======== Data section ========

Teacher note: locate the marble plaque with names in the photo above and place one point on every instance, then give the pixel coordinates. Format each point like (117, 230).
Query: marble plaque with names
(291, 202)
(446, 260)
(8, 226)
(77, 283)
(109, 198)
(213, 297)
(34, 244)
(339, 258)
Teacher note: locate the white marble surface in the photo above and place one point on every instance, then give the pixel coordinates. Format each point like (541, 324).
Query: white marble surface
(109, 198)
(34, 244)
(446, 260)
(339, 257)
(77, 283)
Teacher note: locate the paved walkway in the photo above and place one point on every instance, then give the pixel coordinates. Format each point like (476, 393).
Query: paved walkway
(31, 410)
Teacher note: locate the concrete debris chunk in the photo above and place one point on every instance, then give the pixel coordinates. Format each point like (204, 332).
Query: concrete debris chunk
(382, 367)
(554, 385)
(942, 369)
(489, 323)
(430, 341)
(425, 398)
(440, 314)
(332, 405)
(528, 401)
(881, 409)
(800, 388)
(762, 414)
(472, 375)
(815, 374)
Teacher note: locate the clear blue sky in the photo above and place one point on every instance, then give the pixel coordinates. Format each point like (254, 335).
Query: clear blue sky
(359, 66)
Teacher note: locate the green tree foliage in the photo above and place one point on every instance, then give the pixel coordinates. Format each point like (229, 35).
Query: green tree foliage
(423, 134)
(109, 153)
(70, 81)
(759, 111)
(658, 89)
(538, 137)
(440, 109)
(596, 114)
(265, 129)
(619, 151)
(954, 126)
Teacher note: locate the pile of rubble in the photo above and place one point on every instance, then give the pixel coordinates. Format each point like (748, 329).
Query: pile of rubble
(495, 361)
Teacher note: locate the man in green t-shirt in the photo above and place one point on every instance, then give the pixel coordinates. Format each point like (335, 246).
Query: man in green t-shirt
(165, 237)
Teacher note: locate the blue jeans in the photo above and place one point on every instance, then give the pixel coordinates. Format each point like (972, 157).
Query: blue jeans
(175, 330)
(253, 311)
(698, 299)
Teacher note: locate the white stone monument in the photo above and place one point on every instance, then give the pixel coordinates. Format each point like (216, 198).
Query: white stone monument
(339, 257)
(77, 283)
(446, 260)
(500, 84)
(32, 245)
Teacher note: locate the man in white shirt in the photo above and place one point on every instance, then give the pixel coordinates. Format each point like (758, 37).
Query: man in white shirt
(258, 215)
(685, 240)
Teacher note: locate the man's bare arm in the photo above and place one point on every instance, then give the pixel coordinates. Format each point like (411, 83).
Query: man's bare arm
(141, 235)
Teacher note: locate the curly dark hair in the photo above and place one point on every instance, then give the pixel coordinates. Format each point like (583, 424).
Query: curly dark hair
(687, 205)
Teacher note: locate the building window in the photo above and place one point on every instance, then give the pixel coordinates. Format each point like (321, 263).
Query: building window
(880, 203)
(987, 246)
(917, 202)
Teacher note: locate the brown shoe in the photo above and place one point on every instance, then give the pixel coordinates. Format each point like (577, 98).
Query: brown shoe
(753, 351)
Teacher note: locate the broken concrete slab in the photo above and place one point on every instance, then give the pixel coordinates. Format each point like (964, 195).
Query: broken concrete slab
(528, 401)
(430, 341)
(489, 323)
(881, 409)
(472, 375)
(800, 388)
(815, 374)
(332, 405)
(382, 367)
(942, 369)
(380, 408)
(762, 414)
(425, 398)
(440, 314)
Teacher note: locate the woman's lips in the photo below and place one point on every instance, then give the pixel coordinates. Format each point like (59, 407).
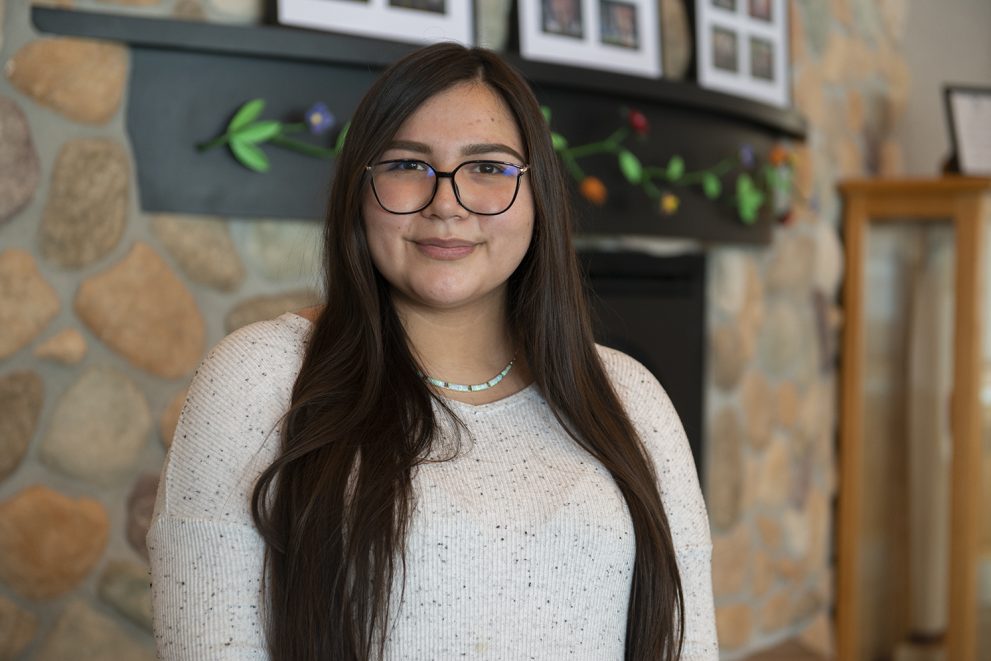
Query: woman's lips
(445, 248)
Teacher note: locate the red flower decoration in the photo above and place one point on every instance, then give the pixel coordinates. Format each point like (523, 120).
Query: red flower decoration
(638, 122)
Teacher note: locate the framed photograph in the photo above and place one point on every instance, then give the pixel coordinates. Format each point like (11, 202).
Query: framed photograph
(742, 48)
(414, 21)
(968, 113)
(617, 35)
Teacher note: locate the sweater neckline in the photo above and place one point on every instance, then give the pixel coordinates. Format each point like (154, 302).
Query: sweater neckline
(524, 394)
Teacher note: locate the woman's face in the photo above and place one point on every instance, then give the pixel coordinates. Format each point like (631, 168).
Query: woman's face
(444, 256)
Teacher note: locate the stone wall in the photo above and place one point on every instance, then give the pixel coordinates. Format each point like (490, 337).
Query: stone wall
(106, 310)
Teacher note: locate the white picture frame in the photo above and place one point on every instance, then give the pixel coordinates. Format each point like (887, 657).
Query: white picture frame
(742, 48)
(614, 35)
(411, 21)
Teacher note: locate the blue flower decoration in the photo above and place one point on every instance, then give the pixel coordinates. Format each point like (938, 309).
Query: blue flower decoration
(747, 158)
(319, 118)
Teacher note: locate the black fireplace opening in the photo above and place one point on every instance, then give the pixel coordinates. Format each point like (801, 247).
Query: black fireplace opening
(653, 308)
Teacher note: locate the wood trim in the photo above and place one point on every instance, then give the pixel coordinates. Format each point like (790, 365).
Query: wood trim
(949, 186)
(851, 416)
(962, 201)
(965, 489)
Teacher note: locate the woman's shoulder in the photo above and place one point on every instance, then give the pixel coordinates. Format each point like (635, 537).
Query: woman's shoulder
(641, 394)
(228, 429)
(628, 376)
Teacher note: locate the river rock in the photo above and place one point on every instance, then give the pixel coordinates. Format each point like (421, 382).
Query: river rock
(141, 309)
(79, 78)
(86, 211)
(17, 626)
(48, 542)
(21, 395)
(27, 301)
(82, 633)
(99, 427)
(19, 165)
(725, 476)
(203, 248)
(170, 417)
(260, 308)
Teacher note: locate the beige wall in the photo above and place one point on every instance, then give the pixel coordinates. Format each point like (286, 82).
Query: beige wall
(946, 42)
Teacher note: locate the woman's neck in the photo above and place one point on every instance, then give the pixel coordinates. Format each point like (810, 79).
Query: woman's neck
(469, 345)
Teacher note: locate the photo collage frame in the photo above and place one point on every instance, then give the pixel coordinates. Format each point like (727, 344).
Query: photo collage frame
(742, 48)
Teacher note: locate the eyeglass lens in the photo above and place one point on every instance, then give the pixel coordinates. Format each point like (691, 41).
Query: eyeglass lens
(482, 187)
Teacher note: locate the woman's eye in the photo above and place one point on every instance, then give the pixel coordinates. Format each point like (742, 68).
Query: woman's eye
(410, 166)
(490, 168)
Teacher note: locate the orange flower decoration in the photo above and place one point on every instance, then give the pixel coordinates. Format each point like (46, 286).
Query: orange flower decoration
(669, 204)
(778, 156)
(594, 190)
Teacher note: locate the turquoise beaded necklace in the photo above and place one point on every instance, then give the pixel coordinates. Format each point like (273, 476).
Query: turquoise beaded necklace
(474, 387)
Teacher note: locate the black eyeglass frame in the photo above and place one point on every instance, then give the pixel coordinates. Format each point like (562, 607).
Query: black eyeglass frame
(523, 169)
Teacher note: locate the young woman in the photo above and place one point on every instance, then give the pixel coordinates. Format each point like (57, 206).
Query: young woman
(438, 462)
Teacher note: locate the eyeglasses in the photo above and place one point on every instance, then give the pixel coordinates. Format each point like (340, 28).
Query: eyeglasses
(485, 188)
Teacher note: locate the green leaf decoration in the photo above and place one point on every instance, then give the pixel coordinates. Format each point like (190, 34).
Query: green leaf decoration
(711, 185)
(246, 114)
(250, 155)
(630, 166)
(258, 132)
(339, 145)
(748, 199)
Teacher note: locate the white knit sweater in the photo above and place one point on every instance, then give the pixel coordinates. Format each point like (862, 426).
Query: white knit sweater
(520, 548)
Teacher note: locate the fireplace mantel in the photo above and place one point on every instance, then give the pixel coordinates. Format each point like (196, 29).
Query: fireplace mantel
(186, 78)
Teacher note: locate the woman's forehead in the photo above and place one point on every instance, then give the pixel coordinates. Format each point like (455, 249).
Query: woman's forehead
(468, 113)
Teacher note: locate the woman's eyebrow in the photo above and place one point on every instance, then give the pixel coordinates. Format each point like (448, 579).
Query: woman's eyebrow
(409, 145)
(488, 148)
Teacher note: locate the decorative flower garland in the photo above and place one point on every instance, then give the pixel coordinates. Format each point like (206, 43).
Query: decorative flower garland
(755, 184)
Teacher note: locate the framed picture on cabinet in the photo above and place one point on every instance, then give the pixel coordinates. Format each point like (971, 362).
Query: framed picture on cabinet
(414, 21)
(968, 111)
(615, 35)
(742, 48)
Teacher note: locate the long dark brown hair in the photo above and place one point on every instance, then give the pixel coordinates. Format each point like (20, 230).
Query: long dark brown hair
(334, 508)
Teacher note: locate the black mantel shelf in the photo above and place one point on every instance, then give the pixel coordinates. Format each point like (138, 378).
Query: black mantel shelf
(187, 77)
(312, 46)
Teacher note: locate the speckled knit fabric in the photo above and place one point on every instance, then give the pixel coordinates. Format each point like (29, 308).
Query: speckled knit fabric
(520, 548)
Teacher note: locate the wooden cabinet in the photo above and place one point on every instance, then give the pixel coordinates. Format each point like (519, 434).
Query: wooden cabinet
(898, 234)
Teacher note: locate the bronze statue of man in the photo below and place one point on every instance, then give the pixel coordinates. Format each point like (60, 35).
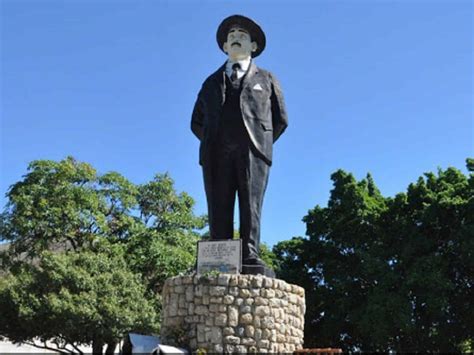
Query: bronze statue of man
(238, 115)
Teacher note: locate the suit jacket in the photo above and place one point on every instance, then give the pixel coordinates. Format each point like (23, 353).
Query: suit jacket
(262, 107)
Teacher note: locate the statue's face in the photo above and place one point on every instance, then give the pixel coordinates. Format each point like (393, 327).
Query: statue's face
(239, 45)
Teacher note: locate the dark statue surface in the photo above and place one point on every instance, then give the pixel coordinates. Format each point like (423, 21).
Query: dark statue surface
(237, 121)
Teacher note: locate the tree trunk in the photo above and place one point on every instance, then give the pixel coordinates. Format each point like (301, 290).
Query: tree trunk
(97, 346)
(110, 348)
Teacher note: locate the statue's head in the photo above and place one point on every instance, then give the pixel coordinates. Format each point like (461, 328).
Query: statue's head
(240, 37)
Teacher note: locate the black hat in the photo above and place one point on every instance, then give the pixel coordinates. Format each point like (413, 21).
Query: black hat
(256, 33)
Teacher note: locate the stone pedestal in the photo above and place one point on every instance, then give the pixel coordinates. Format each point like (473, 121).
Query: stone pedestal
(233, 313)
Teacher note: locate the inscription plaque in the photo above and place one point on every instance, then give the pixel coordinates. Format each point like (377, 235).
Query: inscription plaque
(219, 255)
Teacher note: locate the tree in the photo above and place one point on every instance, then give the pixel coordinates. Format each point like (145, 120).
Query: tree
(68, 207)
(388, 273)
(75, 298)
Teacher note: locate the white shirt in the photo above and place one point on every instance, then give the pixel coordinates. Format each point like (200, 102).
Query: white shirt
(244, 65)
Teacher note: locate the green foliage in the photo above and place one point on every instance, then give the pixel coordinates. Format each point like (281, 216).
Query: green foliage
(68, 207)
(388, 273)
(267, 255)
(85, 297)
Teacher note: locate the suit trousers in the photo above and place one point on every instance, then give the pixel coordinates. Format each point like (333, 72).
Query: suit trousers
(233, 170)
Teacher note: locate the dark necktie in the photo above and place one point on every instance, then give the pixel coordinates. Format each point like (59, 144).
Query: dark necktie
(235, 68)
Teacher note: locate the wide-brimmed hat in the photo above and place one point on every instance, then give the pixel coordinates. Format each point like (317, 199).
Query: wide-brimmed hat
(256, 33)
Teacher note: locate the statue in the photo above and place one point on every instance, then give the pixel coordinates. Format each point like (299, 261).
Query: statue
(238, 115)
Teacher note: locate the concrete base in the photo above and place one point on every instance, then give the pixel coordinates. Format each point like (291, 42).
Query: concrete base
(233, 314)
(258, 269)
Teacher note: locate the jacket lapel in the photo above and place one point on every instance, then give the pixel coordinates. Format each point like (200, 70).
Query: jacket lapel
(250, 74)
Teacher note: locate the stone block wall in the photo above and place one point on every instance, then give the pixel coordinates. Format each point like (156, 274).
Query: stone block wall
(233, 313)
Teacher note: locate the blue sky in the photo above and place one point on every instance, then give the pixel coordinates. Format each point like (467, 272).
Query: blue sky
(371, 86)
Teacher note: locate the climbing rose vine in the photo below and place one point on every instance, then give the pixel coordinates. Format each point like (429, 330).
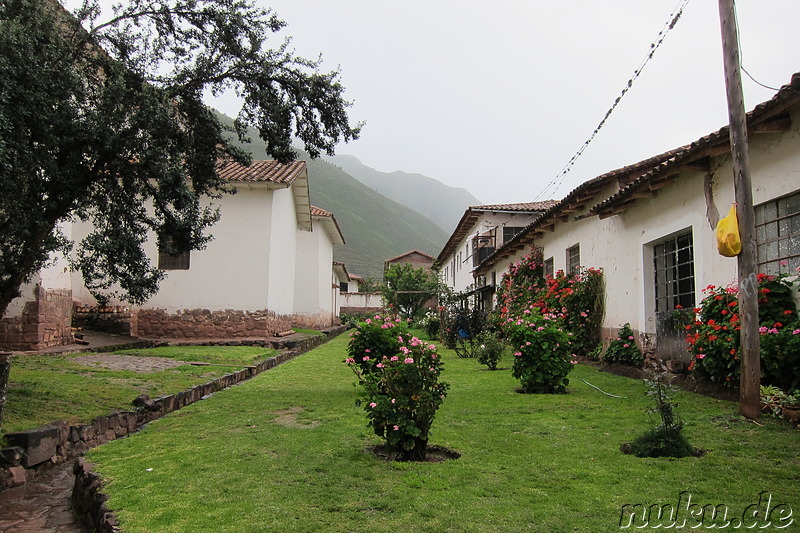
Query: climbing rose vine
(712, 332)
(576, 298)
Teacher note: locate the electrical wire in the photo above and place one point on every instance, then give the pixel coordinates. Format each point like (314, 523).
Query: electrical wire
(670, 24)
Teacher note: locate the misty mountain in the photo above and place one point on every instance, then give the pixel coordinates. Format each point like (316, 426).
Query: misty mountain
(441, 203)
(375, 228)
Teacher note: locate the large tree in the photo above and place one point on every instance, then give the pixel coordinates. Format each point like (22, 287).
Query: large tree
(104, 121)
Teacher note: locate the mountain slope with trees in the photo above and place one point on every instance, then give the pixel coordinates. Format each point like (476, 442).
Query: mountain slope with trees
(441, 203)
(375, 227)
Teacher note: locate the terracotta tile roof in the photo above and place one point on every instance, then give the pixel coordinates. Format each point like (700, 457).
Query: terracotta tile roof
(524, 206)
(266, 171)
(767, 116)
(409, 253)
(319, 212)
(330, 224)
(651, 173)
(473, 213)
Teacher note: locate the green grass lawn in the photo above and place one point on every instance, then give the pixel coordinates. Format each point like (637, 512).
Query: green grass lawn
(287, 452)
(45, 388)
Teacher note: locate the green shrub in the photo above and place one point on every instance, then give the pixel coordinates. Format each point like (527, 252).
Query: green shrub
(542, 358)
(712, 332)
(430, 322)
(575, 298)
(401, 394)
(490, 349)
(666, 439)
(374, 338)
(462, 328)
(623, 350)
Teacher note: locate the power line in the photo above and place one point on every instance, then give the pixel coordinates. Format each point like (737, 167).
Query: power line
(741, 55)
(670, 24)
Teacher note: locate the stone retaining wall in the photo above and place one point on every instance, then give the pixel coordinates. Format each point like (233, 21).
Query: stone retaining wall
(117, 320)
(45, 322)
(57, 442)
(207, 324)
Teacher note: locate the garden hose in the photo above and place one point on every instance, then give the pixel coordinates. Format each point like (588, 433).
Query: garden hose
(604, 392)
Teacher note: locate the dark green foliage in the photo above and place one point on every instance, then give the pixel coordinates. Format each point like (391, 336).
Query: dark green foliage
(462, 328)
(542, 360)
(373, 339)
(713, 333)
(407, 288)
(666, 439)
(102, 137)
(490, 349)
(660, 442)
(105, 124)
(374, 226)
(401, 395)
(623, 350)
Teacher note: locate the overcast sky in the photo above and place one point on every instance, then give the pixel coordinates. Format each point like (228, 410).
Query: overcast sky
(496, 97)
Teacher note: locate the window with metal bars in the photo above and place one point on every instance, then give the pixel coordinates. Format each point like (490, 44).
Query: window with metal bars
(673, 263)
(778, 235)
(548, 267)
(574, 259)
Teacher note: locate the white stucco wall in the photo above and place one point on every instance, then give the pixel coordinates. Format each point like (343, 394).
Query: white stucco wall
(232, 272)
(314, 293)
(622, 245)
(456, 271)
(55, 275)
(282, 250)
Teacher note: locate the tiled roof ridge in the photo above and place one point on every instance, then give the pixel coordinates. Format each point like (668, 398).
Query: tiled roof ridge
(680, 155)
(319, 212)
(409, 253)
(518, 206)
(260, 171)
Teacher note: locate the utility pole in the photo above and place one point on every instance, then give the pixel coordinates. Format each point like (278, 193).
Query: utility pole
(750, 379)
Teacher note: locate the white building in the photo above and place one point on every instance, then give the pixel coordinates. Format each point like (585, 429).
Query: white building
(269, 266)
(650, 226)
(481, 230)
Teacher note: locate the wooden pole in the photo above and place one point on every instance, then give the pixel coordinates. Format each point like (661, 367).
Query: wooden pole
(750, 380)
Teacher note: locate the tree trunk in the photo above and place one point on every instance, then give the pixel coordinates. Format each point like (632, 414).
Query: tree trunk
(5, 369)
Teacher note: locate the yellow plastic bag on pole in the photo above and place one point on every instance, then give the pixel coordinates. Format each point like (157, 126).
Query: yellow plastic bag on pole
(729, 243)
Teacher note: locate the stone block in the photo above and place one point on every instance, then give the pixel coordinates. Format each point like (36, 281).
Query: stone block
(12, 456)
(39, 444)
(18, 476)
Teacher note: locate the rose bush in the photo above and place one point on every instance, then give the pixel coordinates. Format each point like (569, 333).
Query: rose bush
(374, 338)
(401, 394)
(712, 333)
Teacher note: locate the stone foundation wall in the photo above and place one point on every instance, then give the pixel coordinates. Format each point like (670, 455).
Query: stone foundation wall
(206, 324)
(118, 320)
(45, 322)
(28, 451)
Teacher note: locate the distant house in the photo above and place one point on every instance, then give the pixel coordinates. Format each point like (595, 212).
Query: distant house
(650, 225)
(481, 230)
(415, 258)
(269, 266)
(355, 300)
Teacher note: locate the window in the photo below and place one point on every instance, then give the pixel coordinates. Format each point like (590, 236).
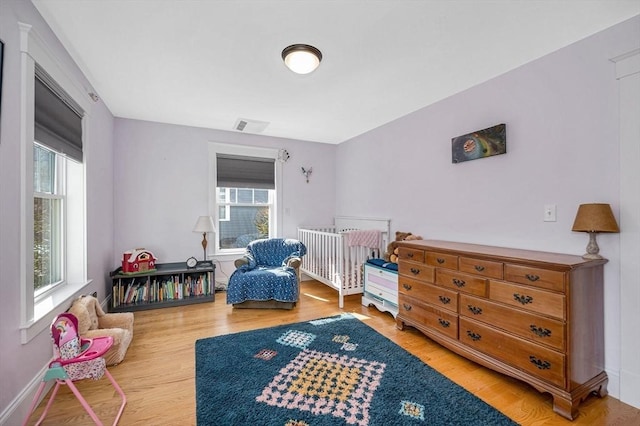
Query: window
(53, 266)
(58, 187)
(246, 196)
(48, 202)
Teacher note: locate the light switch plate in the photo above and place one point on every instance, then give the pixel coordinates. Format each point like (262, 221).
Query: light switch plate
(549, 212)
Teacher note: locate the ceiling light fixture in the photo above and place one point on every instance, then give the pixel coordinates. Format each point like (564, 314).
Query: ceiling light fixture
(301, 58)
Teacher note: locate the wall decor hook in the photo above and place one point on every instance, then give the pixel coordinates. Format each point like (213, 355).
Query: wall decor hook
(283, 155)
(307, 173)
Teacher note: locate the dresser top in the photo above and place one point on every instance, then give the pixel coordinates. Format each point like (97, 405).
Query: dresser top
(502, 253)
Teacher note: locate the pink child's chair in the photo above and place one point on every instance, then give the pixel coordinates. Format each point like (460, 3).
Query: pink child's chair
(75, 359)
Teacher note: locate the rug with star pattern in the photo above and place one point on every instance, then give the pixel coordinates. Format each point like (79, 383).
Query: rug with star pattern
(330, 371)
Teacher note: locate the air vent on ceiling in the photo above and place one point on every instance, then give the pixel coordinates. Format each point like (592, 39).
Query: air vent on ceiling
(250, 126)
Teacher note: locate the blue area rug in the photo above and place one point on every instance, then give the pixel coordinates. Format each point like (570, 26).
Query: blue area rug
(332, 371)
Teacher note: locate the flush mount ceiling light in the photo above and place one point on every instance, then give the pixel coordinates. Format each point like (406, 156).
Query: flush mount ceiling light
(301, 58)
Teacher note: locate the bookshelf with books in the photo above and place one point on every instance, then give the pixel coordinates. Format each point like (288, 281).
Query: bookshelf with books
(170, 284)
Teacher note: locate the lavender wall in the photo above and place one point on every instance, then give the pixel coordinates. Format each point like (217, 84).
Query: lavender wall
(20, 364)
(561, 113)
(161, 185)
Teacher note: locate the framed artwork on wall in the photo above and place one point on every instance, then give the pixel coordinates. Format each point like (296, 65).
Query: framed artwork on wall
(479, 144)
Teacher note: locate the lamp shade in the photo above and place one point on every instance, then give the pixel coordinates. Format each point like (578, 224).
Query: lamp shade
(204, 224)
(596, 217)
(301, 58)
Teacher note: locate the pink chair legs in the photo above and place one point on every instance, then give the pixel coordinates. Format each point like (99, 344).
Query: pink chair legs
(58, 374)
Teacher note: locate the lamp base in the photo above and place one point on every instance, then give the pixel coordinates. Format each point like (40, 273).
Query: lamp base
(589, 256)
(592, 248)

========

■ Given exercise
Render the lines from the one containing "Teacher note: locate the lavender" through the end of the records as a Markdown table with two columns, "Row" for the row number and "Line" for the line itself. Omit any blank lines.

■ Solution to this task
| Row | Line |
|---|---|
| 1 | Teacher note: locate the lavender wall in the photo above and place one point on every instance, then give the pixel coordinates. Format each point like (217, 84). |
| 2 | Query: lavender wall |
| 3 | (20, 364) |
| 4 | (561, 113) |
| 5 | (161, 185) |
| 6 | Teacher note: locate the framed artwork on wall in the photo above and place one point on every instance, then give the pixel coordinates. Format each point like (296, 65). |
| 7 | Query: framed artwork on wall |
| 8 | (479, 144) |
| 9 | Teacher note: locate the lamp shade in the photo above and place one point on every instance, then give the pixel coordinates. Format each point like (578, 224). |
| 10 | Query: lamp shade |
| 11 | (204, 224) |
| 12 | (596, 217) |
| 13 | (301, 58) |
| 14 | Teacher note: locate the pink chair legs in the photo above and place one point on every instance, then give the pixel coordinates. Format each point like (99, 344). |
| 15 | Query: pink chair legs |
| 16 | (58, 374) |
| 17 | Teacher note: locate the lamp base in the photo above and place one point on every instance, then give the pixel coordinates. Format each point like (40, 273). |
| 18 | Query: lamp base |
| 19 | (589, 256) |
| 20 | (592, 248) |